Dataset entries
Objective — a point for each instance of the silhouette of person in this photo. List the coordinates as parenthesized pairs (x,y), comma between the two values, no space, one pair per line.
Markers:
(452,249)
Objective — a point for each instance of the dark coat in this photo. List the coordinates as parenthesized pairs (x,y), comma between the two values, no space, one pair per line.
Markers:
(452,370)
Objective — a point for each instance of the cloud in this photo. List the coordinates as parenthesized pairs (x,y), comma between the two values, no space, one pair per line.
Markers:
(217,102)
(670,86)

#### Work required:
Rewrite every line of the listing above as a JSON list of strings, with one string per line and blank lines omitted.

#### Output for this exercise:
[
  "Objective — a point for each instance of the silhouette of person in this photo. List the coordinates as parenthesized pairs (x,y), comma between the two values, no space, one pair per line.",
  "Markers:",
  "(452,249)",
  "Objective — a point for each instance of the dark coat in this photo. List the coordinates as parenthesized pairs (x,y), comma between the two values, no space, one pair per line.",
  "Markers:",
  "(452,370)",
  "Objective — a point for each instance of the cloud in this photo. List the coordinates as parenthesized pairs (x,y), comma between the two values, no space, one pair per line.",
  "Markers:",
  "(217,102)",
  "(670,86)"
]